§ **What to work on**
Lay out the records from the start through the line containing "[(339, 78)]", inclusive, as a two-column CSV with the header text,answer. Give one row per record, put each field in double quotes, and replace line breaks with spaces.

========

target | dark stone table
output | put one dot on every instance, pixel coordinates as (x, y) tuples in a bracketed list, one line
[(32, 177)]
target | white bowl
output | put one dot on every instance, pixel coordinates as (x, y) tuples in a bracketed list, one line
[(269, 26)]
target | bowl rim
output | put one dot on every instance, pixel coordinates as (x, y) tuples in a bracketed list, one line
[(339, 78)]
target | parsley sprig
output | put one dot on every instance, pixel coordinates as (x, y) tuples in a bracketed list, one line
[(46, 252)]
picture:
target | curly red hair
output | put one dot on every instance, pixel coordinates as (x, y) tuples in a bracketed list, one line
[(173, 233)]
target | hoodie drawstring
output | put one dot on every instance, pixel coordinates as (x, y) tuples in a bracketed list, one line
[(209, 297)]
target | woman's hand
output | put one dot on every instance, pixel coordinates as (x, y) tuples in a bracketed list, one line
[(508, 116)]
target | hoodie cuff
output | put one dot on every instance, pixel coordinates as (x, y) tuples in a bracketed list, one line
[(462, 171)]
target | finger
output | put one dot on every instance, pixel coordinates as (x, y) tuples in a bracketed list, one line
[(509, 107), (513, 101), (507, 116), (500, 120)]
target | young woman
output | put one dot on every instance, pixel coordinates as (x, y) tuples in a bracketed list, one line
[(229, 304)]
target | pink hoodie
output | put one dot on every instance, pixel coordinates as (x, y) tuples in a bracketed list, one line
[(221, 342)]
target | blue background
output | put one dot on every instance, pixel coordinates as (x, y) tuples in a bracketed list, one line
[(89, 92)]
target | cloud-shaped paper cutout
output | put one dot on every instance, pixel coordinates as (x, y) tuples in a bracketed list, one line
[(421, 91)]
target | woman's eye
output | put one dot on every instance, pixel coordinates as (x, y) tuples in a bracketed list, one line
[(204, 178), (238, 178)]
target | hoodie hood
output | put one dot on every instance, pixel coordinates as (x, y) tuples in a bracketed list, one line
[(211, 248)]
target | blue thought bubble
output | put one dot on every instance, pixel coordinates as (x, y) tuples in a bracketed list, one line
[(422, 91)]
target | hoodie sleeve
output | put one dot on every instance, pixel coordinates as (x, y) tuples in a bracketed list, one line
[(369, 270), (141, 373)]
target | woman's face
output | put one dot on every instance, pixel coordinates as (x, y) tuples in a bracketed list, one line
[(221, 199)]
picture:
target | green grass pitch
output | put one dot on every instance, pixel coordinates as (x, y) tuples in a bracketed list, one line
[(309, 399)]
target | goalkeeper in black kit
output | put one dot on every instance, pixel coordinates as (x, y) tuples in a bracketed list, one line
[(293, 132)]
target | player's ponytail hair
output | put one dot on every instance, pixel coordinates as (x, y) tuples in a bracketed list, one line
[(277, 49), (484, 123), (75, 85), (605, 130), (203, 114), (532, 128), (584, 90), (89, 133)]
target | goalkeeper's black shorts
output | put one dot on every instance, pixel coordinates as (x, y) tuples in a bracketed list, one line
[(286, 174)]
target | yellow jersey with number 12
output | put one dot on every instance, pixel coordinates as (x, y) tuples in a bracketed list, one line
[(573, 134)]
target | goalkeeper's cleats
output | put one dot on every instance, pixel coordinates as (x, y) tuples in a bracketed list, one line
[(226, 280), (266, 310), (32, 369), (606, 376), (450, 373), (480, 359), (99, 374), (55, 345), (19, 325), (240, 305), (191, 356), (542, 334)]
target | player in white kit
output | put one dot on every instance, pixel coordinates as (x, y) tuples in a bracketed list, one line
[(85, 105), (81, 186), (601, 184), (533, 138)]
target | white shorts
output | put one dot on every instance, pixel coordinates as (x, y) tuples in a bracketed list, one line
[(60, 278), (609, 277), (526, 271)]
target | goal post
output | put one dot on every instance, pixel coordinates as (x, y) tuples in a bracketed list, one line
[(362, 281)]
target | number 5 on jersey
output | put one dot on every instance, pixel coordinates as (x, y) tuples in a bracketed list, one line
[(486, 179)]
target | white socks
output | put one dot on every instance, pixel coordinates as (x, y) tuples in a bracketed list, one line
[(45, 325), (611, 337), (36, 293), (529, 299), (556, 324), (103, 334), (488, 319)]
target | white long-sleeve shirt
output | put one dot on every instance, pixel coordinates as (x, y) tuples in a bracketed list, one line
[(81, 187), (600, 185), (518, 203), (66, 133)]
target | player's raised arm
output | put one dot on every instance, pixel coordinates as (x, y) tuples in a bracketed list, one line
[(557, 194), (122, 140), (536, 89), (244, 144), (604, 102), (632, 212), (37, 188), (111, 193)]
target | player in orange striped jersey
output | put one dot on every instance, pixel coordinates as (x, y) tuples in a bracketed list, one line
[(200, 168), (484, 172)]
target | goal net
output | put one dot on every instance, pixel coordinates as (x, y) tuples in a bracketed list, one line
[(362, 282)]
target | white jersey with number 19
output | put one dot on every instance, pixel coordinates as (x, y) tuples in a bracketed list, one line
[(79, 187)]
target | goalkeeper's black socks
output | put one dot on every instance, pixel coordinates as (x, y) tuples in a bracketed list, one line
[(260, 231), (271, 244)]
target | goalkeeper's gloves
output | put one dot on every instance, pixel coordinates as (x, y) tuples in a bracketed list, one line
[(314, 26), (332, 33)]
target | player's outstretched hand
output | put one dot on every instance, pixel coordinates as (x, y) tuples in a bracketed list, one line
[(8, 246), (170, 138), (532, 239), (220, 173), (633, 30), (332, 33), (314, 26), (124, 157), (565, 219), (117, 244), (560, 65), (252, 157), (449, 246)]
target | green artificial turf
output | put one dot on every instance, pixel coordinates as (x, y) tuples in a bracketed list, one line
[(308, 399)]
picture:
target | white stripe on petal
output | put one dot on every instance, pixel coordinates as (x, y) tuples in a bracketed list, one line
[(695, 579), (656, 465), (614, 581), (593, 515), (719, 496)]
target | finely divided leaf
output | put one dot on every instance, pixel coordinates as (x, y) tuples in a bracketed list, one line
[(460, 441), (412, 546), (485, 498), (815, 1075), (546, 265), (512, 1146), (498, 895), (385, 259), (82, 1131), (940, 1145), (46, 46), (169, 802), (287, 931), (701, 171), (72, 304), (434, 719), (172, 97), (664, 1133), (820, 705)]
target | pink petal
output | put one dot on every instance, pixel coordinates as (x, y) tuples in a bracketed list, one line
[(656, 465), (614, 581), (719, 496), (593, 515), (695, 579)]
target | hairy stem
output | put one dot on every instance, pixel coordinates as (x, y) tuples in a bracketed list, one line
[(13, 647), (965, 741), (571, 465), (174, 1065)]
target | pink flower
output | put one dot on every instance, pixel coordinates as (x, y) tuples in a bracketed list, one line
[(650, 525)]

========

§ **Written solution**
text,answer
"target | dark stone table output | put one dot on every instance, pixel coordinates as (x, y) tuples in a bracketed list, one line","[(32, 177)]"
"target | white bowl output | put one dot on every instance, pixel coordinates as (x, y) tuples in a bracketed list, one line","[(269, 26)]"
"target | bowl rim output | put one dot on every instance, pixel coordinates as (x, y) tuples in a bracketed list, one line","[(339, 78)]"